**Directions for this task**
In the Angel Fund text, how many code violations did the Community Standards division address with the more than $50,000 it spent?

**Quoted text**

In 2021, the funds also allowed the city to create the Angel Fund residential assistance program.
“In the past year and a half, the Community Standards division, through the Angel Fund program, has spent over $50,000 of the revenue collected from the nuisance abatement program on 34 violations, assisting moderate and low-income homeowners to correct code violations they otherwise could not afford,” Schofield said.
Schofield said he is proud of his staff’s efforts with the program.
“This type of program is very rare in the code enforcement division world,” he said. “It is run completely by the Community Standards team and has allowed us to correct minor code violations without the use of Code Enforcement Board, fines or liens that could affect the properties for years to come.”
In fact, due to demand, the Angel Fund program has already exhausted its entire $30,000 budget for the year in the first quarter of FY 2022.
But it wouldn’t be possible without the city’s foreclosure and nuisance abatement program.
“It’s doing everything we hoped it could do for the city,” he said.
The efforts also have helped cut down on outstanding fines citywide.
Two years ago, that number was $10 million. Today, it’s about $6.9 million, Schofield said.
“In the past two years through the nuisance abatement program, settlements, reduction hearings, and paid fines, we have been able to reduce around $5 million off the code case books,” he said.

**Information provided**
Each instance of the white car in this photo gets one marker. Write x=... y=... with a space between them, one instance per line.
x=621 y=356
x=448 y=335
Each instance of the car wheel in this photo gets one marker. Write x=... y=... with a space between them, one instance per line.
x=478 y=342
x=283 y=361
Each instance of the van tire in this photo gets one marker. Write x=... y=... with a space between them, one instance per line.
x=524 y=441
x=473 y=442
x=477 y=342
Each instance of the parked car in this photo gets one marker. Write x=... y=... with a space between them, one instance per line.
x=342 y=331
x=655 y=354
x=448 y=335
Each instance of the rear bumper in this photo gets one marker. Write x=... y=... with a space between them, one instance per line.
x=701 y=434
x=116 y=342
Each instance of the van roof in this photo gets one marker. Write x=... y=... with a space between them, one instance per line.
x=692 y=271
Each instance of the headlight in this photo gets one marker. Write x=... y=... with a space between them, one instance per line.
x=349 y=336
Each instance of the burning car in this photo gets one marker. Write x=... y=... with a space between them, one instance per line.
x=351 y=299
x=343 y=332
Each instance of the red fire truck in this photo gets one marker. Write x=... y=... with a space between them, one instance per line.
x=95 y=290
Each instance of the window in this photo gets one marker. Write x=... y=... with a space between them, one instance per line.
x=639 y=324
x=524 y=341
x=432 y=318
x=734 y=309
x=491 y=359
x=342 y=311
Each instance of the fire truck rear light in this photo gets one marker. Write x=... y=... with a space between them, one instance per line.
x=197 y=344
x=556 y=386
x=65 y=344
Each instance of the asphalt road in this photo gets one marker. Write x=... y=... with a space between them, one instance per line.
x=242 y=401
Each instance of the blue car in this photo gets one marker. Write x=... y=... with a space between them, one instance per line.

**Solved problem**
34 violations.